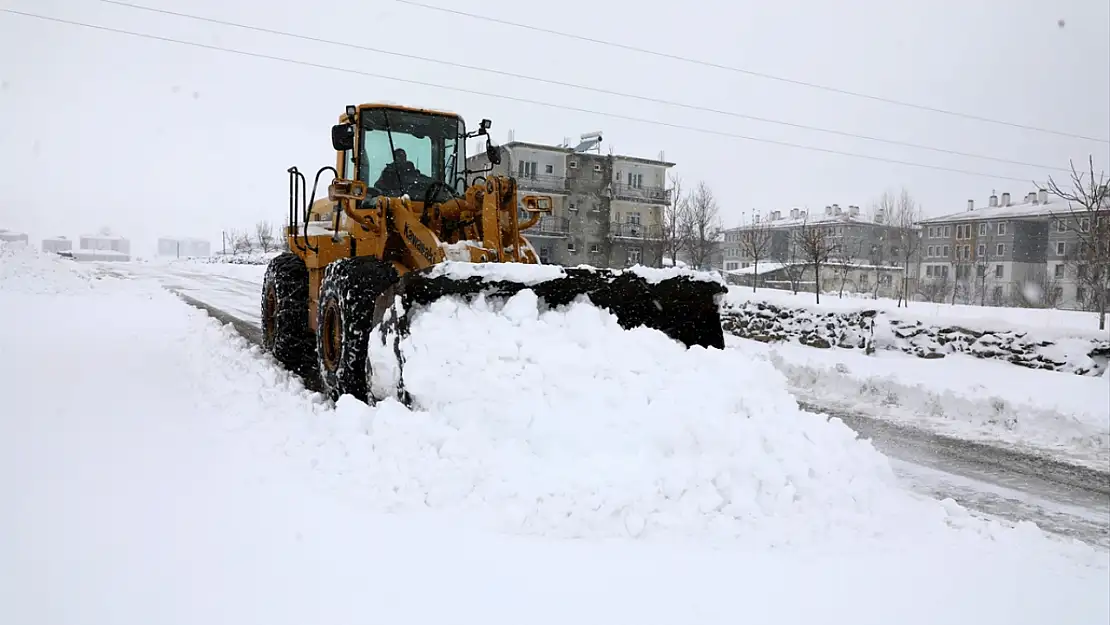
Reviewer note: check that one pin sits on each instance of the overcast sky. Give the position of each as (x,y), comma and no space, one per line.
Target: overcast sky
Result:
(153,139)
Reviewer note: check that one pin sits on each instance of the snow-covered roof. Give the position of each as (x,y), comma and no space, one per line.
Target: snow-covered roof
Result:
(813,219)
(104,237)
(1027,209)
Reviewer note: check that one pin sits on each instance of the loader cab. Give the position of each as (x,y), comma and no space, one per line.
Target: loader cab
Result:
(401,151)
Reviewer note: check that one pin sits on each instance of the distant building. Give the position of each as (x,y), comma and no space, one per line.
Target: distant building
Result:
(865,254)
(183,248)
(57,244)
(13,239)
(1008,253)
(104,242)
(607,209)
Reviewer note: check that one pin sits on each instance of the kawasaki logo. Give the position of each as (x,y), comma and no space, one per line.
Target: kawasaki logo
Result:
(411,237)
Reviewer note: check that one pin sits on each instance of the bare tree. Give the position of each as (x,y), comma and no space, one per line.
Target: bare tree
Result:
(264,235)
(700,225)
(240,241)
(1088,218)
(816,247)
(961,266)
(845,260)
(672,238)
(755,243)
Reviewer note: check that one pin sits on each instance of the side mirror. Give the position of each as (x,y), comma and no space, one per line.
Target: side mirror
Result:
(493,153)
(346,190)
(343,137)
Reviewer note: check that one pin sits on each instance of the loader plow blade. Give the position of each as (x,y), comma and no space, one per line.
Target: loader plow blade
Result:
(682,304)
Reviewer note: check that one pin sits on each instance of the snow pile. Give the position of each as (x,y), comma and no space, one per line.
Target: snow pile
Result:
(254,256)
(1063,415)
(1049,323)
(528,273)
(868,329)
(182,465)
(27,270)
(559,422)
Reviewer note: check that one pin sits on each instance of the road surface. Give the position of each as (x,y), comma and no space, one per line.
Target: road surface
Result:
(1061,499)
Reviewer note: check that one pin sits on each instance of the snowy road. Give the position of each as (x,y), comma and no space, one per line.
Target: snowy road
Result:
(157,467)
(994,482)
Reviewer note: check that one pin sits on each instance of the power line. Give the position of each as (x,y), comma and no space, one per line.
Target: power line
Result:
(574,86)
(749,72)
(503,97)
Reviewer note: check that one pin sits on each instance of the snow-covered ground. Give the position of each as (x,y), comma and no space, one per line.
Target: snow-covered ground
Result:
(155,469)
(1047,322)
(1060,414)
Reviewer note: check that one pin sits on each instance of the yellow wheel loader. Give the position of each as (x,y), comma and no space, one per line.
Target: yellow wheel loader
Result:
(401,207)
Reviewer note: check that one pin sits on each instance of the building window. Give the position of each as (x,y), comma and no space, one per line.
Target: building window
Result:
(635,255)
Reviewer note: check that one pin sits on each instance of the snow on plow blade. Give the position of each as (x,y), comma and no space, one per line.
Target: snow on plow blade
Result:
(680,303)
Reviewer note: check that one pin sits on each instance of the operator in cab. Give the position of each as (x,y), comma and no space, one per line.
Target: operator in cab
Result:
(401,177)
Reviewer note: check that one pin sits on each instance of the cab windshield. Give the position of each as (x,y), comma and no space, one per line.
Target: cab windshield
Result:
(405,152)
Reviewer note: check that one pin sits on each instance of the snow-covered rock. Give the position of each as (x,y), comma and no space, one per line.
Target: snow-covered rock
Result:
(869,330)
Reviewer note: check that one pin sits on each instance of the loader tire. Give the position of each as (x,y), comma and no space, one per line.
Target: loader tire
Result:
(285,331)
(344,319)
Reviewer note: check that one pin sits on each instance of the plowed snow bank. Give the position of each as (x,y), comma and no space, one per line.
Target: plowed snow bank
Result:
(565,423)
(154,469)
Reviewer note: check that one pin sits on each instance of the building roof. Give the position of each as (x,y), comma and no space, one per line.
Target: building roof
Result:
(1026,209)
(573,151)
(819,219)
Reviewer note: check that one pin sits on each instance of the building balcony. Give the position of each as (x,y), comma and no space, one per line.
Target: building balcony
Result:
(542,183)
(548,227)
(635,231)
(654,194)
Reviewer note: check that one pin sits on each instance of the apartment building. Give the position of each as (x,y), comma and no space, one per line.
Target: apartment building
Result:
(607,209)
(866,253)
(1006,253)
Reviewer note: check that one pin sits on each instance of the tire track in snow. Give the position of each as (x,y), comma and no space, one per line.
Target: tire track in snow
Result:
(1063,499)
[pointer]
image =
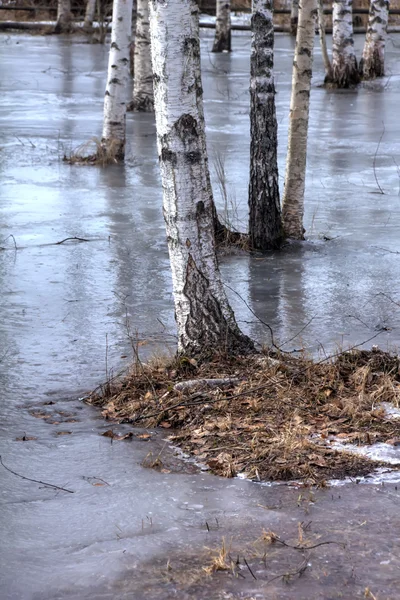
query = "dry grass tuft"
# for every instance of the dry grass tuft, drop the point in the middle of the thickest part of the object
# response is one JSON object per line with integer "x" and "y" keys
{"x": 276, "y": 420}
{"x": 95, "y": 153}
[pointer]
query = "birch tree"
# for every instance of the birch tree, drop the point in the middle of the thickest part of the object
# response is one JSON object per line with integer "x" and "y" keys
{"x": 64, "y": 17}
{"x": 294, "y": 16}
{"x": 222, "y": 40}
{"x": 265, "y": 223}
{"x": 322, "y": 40}
{"x": 372, "y": 63}
{"x": 143, "y": 98}
{"x": 344, "y": 62}
{"x": 114, "y": 123}
{"x": 89, "y": 14}
{"x": 204, "y": 317}
{"x": 293, "y": 195}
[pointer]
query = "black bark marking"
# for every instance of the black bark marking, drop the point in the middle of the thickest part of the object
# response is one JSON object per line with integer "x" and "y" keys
{"x": 207, "y": 329}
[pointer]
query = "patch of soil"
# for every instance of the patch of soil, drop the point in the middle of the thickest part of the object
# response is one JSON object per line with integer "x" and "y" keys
{"x": 270, "y": 416}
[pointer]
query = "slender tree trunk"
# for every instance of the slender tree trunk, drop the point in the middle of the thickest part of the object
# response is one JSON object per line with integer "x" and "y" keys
{"x": 89, "y": 15}
{"x": 372, "y": 63}
{"x": 294, "y": 17}
{"x": 322, "y": 41}
{"x": 344, "y": 62}
{"x": 206, "y": 323}
{"x": 64, "y": 17}
{"x": 143, "y": 98}
{"x": 265, "y": 223}
{"x": 222, "y": 40}
{"x": 113, "y": 141}
{"x": 133, "y": 37}
{"x": 293, "y": 195}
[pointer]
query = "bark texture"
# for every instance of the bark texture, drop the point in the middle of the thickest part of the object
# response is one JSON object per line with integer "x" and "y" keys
{"x": 64, "y": 17}
{"x": 344, "y": 62}
{"x": 294, "y": 17}
{"x": 293, "y": 195}
{"x": 322, "y": 41}
{"x": 143, "y": 97}
{"x": 205, "y": 320}
{"x": 222, "y": 40}
{"x": 89, "y": 15}
{"x": 265, "y": 222}
{"x": 114, "y": 124}
{"x": 372, "y": 63}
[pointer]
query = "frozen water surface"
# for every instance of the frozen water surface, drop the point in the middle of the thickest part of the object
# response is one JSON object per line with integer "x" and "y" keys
{"x": 63, "y": 308}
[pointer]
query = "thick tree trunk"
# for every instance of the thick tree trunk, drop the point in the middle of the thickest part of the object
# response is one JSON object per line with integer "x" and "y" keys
{"x": 222, "y": 40}
{"x": 294, "y": 17}
{"x": 293, "y": 195}
{"x": 113, "y": 140}
{"x": 205, "y": 321}
{"x": 322, "y": 41}
{"x": 372, "y": 63}
{"x": 344, "y": 62}
{"x": 89, "y": 15}
{"x": 265, "y": 223}
{"x": 143, "y": 98}
{"x": 64, "y": 17}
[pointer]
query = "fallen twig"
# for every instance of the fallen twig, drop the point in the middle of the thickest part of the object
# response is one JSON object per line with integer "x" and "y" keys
{"x": 195, "y": 384}
{"x": 57, "y": 487}
{"x": 248, "y": 566}
{"x": 207, "y": 400}
{"x": 71, "y": 238}
{"x": 5, "y": 239}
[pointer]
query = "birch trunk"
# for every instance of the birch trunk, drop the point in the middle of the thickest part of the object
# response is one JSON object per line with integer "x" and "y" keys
{"x": 143, "y": 98}
{"x": 265, "y": 222}
{"x": 372, "y": 63}
{"x": 222, "y": 40}
{"x": 113, "y": 140}
{"x": 133, "y": 37}
{"x": 293, "y": 195}
{"x": 64, "y": 17}
{"x": 205, "y": 321}
{"x": 294, "y": 17}
{"x": 89, "y": 15}
{"x": 322, "y": 41}
{"x": 344, "y": 62}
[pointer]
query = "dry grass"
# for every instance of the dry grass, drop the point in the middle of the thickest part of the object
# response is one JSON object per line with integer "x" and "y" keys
{"x": 278, "y": 422}
{"x": 94, "y": 152}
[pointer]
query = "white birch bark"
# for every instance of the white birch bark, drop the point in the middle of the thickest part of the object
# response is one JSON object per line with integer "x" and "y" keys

· · · · ·

> _WHAT YOU WILL DO_: Gather every line above that contains the word "overcast" and copy each one out in full.

> _SOLUTION BELOW_:
Reviewer note: check that one pin sits on each instance of the overcast sky. Give the position of each as (x,y), comma and no space, one per line.
Target: overcast sky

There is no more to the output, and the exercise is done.